=== Отрывок ===
↓↓↓
Юзеф Мацкевич (в центре, в белом плаще) во время эксгумации тел в Катыни
***
Юзеф Мацкевич провел в Катыни четыре дня. Он узнал, что братские могилы были обнаружены немцами в начале февраля по сведениям, поступившим от местных жителей, хорошо знавших о том, что Катынский лес в течение многих лет использовался НКВД как могильник для захоронения его жертв. Однако эксгумация началась только полтора месяца спустя, 29 марта, когда это стало возможным вследствие улучшения климатических условий. Весна в 1943 году на Смоленщине началась поздно, была холодной, с часто наступавшими заморозками и обильными дождями. С одной стороны, это серьезно затрудняло земляные работы на месте выявленных захоронений, с другой — помогало, поскольку пригнанные немцами в Косогоры для раскопок советские военнопленные и нанятые для этих же целей крестьяне из окрестных деревень не выдерживали многочасового изнурительного труда в столь страшных условиях. По мере расширения и углубления работ весь лес был охвачен жутким трупным смрадом, а никаких иных орудий труда, кроме заступов, лопат и земляных носилок, рабочим предоставлено не было. Кроме того, они постоянно испытывали сильнейший психологический стресс от открывшегося им зрелища чудовищного злодеяния. Картина, представшая перед Мацкевичем, была действительно не для слабонервных:
«Передо мной зияющий ров, а в его пропасти слоями лежат трупы, вплотную, как сельди в банке. Мундиры — польские мундиры, — шинели, ремни, пуговицы, сапоги, взлохмаченные волосы на черепах, полуоткрытые рты. Дождик перестал моросить, и бледный луч солнца пробился сквозь густую крону сосны. “Синь-синь-синь!” — отозвалась птичка. Солнечный луч осветил могилу и на мгновение блеснул на золотом зубе в открытом рту какого-то трупа. Все-таки не выбили… “Синь-синь-синь!” Жутко. Сплетенные в клубок руки и ноги, все утрамбовано словно катком. Посерелые, мертвые, ряд за рядом, сотня за сотней, невинные, беззащитные воины. Вот на груди какого-то офицера крест Virtuti Militari, а голова придавлена сапогом товарища. Другой лежит лицом в землю. А вот еще один в фуражке. Это исключение. А там дальше все в шинелях, и не распознать уже в этой липкой массе их индивидуальных особенностей и примет. Именно: масса — излюбленное слово в Советском Союзе» [3].
Юзеф Мацкевич
Эта сплошная масса тел, по свидетельству Мацкевича, была настолько спрессована, склеена, сплавлена трупной жидкостью, что рабочие, извлекая у него на глазах очередное тело, должны были сначала крайне осторожно его приподнимать, а затем почти силой отрывать от общей массы.
Немцы ничего от визитера не скрывали, везде пускали и отвечали почти на все вопросы. Почти — поскольку Мацкевич своим хорошо разработанным журналистским нюхом сразу же почуял, что есть во всей этой истории что-то такое, о чем они или недоговаривают, или вовсе стараются не упоминать.
↑↑↑
=== Суть задания ===
a. Замените в отрывке о Катыни «визитера» на «гостя» и приведите фрагмент, начиная с «Немцы ничего от» и заканчивая «стараются не упоминать.».
b. Продолжите отрывок о Катыни, начав сразу после его последнего предложения.

Записи для определения положения
↓↓↓
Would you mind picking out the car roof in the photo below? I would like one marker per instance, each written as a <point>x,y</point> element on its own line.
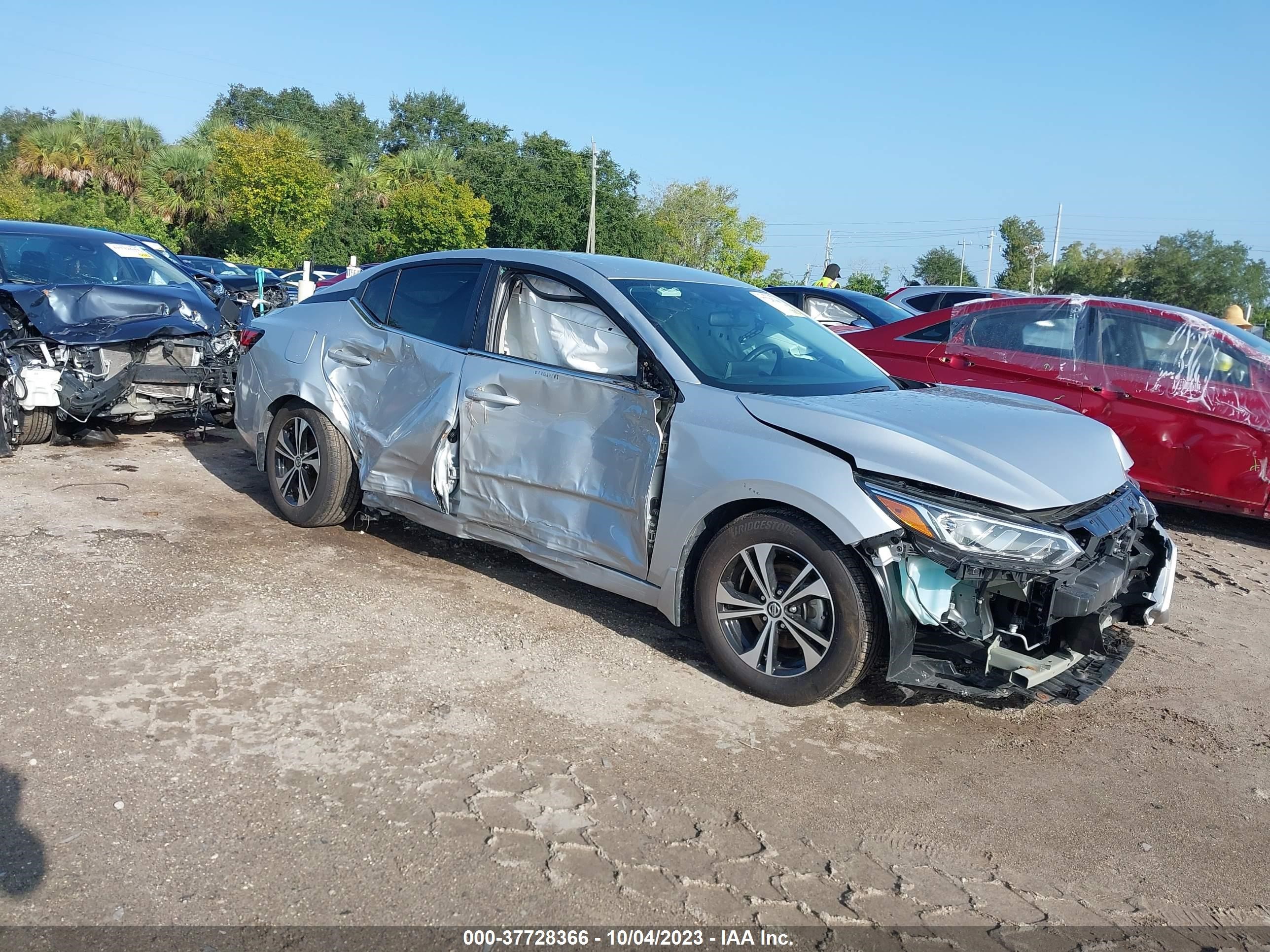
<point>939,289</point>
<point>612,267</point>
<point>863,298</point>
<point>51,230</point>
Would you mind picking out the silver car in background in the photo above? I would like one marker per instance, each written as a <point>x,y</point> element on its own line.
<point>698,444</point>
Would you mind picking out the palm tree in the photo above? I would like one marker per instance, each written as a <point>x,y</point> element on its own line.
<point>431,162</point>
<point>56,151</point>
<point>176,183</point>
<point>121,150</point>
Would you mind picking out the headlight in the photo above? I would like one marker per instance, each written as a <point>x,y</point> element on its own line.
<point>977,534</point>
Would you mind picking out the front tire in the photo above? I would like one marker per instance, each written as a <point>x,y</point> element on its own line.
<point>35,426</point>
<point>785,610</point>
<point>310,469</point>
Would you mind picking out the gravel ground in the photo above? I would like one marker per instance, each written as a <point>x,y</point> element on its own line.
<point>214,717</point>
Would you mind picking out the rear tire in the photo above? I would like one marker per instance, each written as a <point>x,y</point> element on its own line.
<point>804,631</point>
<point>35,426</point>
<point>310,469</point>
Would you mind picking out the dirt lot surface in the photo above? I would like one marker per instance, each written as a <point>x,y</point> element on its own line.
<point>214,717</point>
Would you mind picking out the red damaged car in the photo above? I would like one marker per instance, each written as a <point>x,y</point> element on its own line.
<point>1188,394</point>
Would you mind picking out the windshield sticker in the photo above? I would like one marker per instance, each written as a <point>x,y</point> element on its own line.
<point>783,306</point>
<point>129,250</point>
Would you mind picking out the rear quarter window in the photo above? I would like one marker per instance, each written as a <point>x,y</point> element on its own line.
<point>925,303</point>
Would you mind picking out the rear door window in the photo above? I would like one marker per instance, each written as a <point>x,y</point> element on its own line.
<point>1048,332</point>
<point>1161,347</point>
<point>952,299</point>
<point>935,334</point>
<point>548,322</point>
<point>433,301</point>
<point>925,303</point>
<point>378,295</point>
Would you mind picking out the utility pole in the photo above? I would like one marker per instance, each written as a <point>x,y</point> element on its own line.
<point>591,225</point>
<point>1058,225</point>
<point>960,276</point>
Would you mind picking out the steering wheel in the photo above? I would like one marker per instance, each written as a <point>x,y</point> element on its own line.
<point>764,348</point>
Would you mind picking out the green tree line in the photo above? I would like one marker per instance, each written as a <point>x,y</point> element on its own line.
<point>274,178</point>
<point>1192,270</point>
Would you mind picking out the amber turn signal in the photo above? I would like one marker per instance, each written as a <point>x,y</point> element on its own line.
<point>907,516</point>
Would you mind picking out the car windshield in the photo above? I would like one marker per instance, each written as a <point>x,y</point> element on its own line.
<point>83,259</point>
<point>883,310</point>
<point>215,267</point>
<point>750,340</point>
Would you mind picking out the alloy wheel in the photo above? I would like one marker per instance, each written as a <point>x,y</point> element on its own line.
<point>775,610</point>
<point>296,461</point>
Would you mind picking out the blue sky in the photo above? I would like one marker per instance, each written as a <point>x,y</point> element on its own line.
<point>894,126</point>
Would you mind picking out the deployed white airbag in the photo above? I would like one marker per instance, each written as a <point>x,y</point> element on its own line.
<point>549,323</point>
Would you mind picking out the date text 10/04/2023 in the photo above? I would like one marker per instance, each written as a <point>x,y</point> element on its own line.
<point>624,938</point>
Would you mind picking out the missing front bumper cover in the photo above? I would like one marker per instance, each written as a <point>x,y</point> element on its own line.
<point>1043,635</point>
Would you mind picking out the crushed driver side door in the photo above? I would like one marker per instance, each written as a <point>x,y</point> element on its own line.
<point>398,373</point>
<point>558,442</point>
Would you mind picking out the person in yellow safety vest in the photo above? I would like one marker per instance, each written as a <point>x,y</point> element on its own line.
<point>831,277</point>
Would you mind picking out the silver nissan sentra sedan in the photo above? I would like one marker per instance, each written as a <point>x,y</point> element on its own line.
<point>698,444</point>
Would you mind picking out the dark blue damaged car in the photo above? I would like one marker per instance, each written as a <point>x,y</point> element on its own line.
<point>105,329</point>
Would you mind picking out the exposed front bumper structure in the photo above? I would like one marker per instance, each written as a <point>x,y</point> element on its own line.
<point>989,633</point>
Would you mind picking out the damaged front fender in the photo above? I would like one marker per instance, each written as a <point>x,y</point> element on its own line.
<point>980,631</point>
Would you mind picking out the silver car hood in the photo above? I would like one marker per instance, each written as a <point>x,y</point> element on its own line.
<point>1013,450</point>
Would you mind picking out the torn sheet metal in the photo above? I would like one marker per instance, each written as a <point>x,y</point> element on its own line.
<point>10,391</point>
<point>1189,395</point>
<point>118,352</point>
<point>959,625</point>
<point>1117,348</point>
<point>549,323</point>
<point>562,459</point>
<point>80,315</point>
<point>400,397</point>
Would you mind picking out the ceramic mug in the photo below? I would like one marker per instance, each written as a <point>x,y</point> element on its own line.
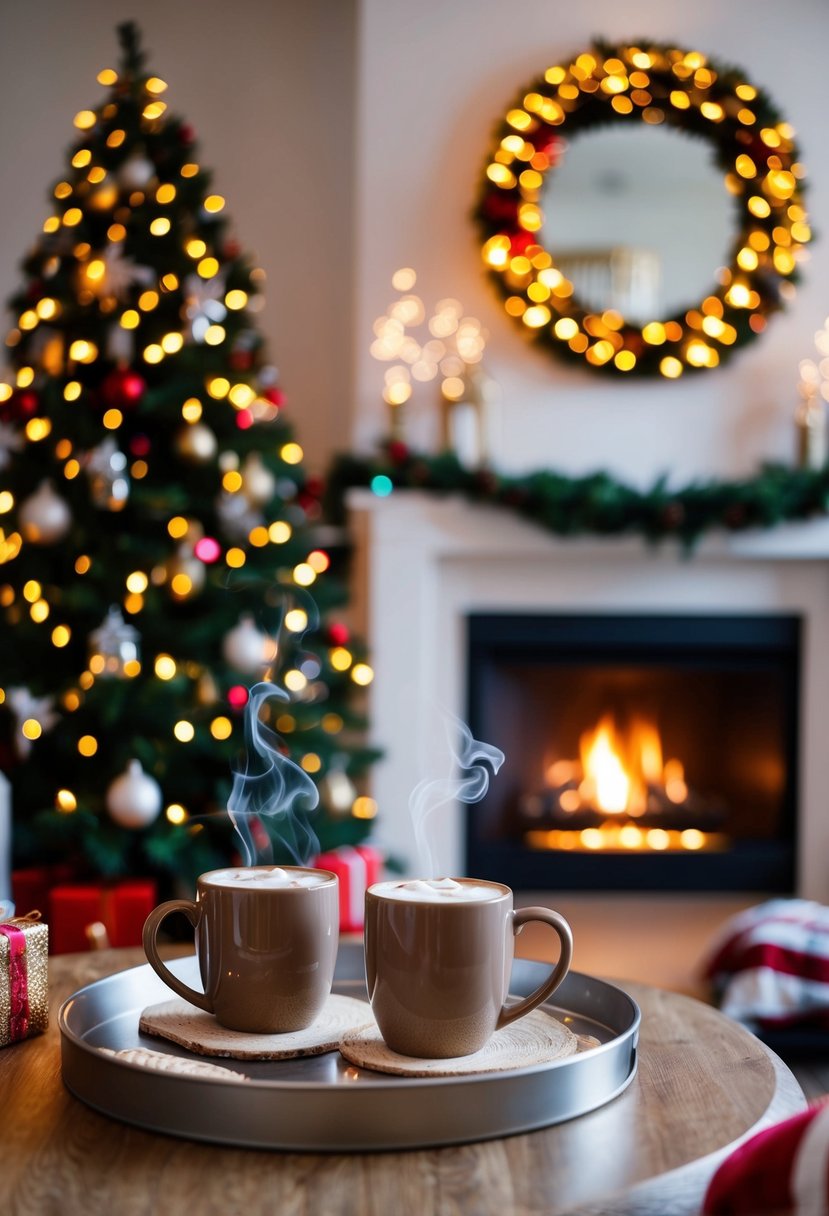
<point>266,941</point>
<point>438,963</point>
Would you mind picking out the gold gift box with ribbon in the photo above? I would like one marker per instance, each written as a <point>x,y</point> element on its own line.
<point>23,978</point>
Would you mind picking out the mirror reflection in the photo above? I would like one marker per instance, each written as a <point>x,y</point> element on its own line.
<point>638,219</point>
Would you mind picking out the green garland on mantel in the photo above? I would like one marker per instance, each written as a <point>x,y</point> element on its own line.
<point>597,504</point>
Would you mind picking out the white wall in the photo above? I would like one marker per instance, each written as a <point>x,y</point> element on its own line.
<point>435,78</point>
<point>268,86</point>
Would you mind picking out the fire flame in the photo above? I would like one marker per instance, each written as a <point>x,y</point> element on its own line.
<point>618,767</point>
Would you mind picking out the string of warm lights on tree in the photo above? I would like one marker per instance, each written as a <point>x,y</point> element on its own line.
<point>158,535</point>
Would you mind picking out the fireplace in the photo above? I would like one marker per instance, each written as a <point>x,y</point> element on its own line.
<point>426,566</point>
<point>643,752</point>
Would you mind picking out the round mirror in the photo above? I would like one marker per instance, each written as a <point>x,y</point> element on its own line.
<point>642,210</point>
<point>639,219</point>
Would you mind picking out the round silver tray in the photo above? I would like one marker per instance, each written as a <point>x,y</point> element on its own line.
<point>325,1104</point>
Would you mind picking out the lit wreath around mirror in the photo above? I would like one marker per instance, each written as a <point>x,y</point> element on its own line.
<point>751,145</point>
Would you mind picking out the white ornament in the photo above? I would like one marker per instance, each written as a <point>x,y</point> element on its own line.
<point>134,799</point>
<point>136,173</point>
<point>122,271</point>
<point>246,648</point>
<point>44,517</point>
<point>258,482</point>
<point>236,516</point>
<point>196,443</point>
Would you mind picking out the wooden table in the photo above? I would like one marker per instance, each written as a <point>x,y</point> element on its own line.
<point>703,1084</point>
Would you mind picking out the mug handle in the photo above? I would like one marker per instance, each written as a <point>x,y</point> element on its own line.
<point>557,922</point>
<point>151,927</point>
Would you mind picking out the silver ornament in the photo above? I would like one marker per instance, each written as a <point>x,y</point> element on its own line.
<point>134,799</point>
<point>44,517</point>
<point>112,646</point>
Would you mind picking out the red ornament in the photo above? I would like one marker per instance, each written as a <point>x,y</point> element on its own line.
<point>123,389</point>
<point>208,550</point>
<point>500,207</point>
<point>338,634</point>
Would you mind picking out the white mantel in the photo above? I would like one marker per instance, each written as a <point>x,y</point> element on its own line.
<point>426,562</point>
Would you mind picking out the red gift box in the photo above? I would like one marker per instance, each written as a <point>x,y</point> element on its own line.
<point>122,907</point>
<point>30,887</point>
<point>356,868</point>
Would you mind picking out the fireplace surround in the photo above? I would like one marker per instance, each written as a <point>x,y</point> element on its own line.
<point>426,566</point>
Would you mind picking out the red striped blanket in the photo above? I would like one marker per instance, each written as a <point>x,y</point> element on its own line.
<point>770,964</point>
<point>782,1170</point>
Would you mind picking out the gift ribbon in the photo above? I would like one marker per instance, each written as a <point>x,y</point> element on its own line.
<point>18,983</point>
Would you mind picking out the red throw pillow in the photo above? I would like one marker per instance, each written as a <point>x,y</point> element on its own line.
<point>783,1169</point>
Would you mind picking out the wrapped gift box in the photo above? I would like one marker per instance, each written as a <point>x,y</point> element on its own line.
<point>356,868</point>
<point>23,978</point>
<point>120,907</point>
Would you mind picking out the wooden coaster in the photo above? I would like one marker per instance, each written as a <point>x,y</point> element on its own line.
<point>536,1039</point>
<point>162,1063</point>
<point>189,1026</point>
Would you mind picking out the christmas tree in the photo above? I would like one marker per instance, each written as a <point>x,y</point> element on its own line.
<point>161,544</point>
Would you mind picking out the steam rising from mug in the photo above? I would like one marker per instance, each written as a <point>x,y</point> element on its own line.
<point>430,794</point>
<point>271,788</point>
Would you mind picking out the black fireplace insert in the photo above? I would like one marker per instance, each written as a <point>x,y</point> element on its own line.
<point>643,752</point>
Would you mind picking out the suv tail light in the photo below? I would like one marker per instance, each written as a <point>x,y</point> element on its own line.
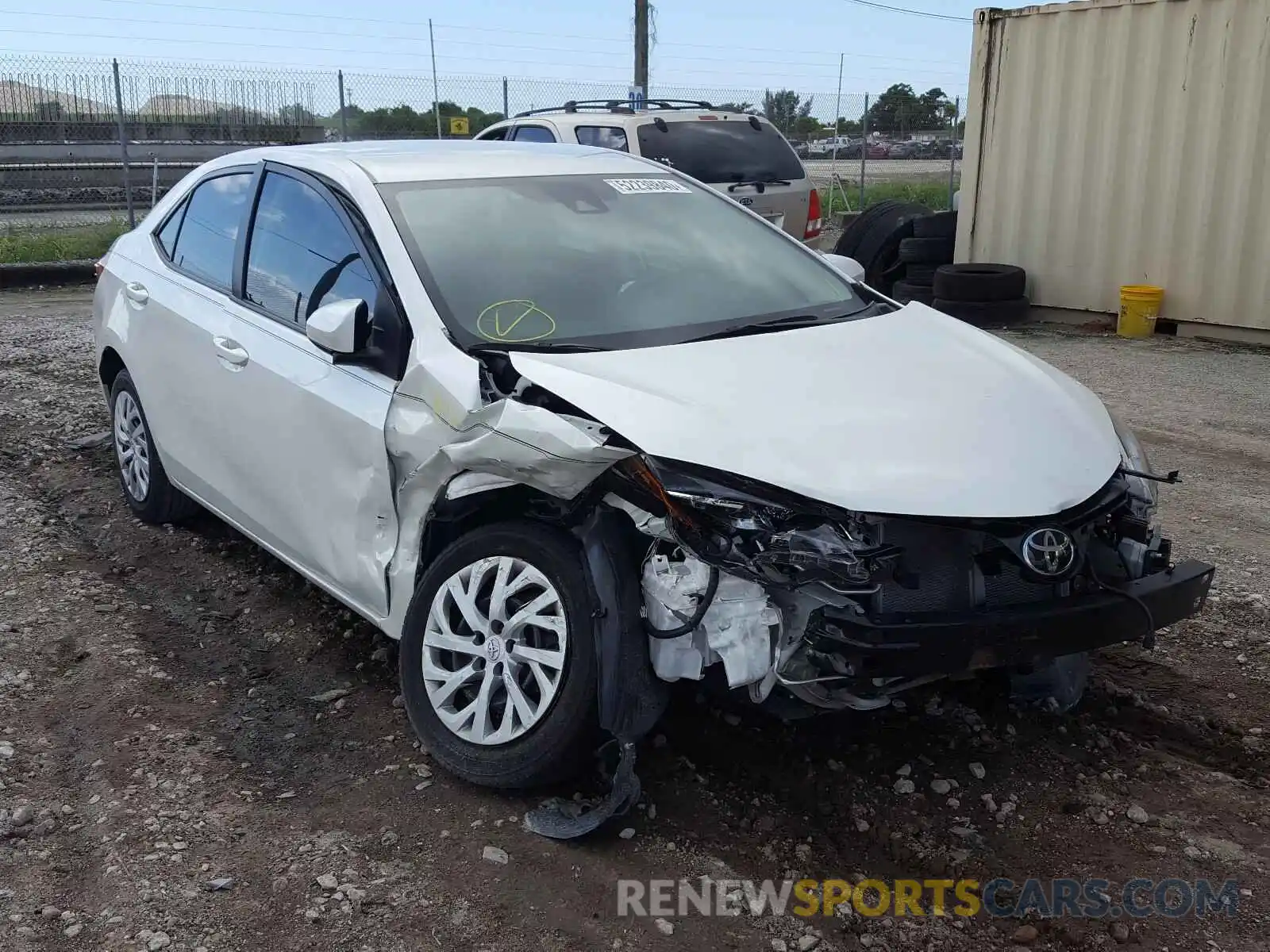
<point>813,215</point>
↑↑↑
=== Ответы на задания ===
a.
Немцы ничего от гостя не скрывали, везде пускали и отвечали почти на все вопросы. Почти — поскольку Мацкевич своим хорошо разработанным журналистским нюхом сразу же почуял, что есть во всей этой истории что-то такое, о чем они или недоговаривают, или вовсе стараются не упоминать.

b.
Вскоре зона умолчания выявилась со всей отчетливостью. Во-первых, немцы уклонялись от ответа, были ли обнаружены в раскопанных могилах гильзы от патронов, которыми энкавэдистские палачи расстреливали польских военнопленных. Во-вторых, наметанному глазу репортера скоро стало ясно, что в раскопанных могилах ни при каких обстоятельствах не могло находиться не то что десяти или двенадцати тысяч (как об этом было с самого начала заявлено в сообщении берлинского радио), но и половины от заявленного количества трупов. Их было от силы тысячи четыре с половиной. Так для чего же нацистам было изначально врать, приписывая большевикам то, чего на самом деле не было? Хотя разница была и не настолько принципиальна, чтобы поставить под сомнение всю немецкую версию Катынской бойни, но черт, как известно, кроется в деталях.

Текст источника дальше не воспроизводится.